**PAGE EXCERPT**

++++

After nearly a year into this pandemic, it's depressing to see much of the debate on response to Covid is stuck in the same place it was in March. It's not helpful to public health management. Nationally were stuck in a crippling
endless cycles of will we, won't we lockdown, and the media is still fixated on these tedious debates about how serious the virus really is and what the optimal strategy is - lock down or open up - because they're playing to political camps.
The question should be - how can we keep Covid-19 under control and safeguard health services while keeping the economy and society functioning?
It doesn't have to be one or the other.
Unfortunately it seems like a worldwide issue though, bar the odd places.
Sweden never locked down. I'm not saying the UK could have done what they did, as their population is much smaller and they were more equipped to deal with it. They have just got on with life as normal with a few restrictions on crowds etc. Again, it's a work-in progress so we can't fully judge.
New Zealand dealt with the virus brilliantly but that's a huge country with a population of 4,000,000, half of which live near or in Auckland.

++++

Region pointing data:
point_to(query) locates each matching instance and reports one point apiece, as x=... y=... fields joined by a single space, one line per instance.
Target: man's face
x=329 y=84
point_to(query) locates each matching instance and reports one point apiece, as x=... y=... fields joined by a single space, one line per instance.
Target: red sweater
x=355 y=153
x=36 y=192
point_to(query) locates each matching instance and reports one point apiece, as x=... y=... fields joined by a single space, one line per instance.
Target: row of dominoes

++++

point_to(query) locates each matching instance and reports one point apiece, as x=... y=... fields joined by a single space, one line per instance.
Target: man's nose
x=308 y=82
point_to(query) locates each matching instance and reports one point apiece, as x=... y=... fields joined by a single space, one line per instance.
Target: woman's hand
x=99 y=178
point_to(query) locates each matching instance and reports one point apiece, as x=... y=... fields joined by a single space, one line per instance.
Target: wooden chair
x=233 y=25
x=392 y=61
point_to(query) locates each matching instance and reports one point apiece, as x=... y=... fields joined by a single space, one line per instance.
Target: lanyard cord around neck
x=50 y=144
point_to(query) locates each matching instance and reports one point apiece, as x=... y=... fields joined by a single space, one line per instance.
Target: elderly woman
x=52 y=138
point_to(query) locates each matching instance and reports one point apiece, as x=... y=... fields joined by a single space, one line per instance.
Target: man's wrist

++++

**BRIEF 1**
Answer these questions using the commentary on the Covid-19 response:
(a) According to the commentary, what two options does the media debate when it discusses the optimal strategy?
(b) Which country does the commentary say never locked down?
(c) Where does half of New Zealand's population live, according to the commentary?
**BRIEF 2**
Proceed with the commentary on the Covid-19 response, picking up after its final sentence.

**RESULT 1**
(a) Lock down or open up.
(b) Sweden.
(c) Near or in Auckland.

**RESULT 2**
Australia – again, helped by size and strict quarantine rules at the outset, though I know people in Melbourne etc were questioning why small spikes lead to full closures in Victoria. In Perth, the virus has had pretty much no impact in any way – again, that's probably down to location and how remote Perth is.
There's a few more exceptions obviously but moving to Europe, as far as I can tell, there is still no plan of how countries can get out of this.
People will point to crowds in Germany and France etc, yet that is leading to spikes which are either not being fully reported in the UK or, because of how other countries' governments work, they are being dealt with differently.
Germany obviously coped with the virus better in the first wave.
Italy, Spain, France etc, there doesn't seem to be any actual plan of how to get out of this long term. Just like there isn't in the UK.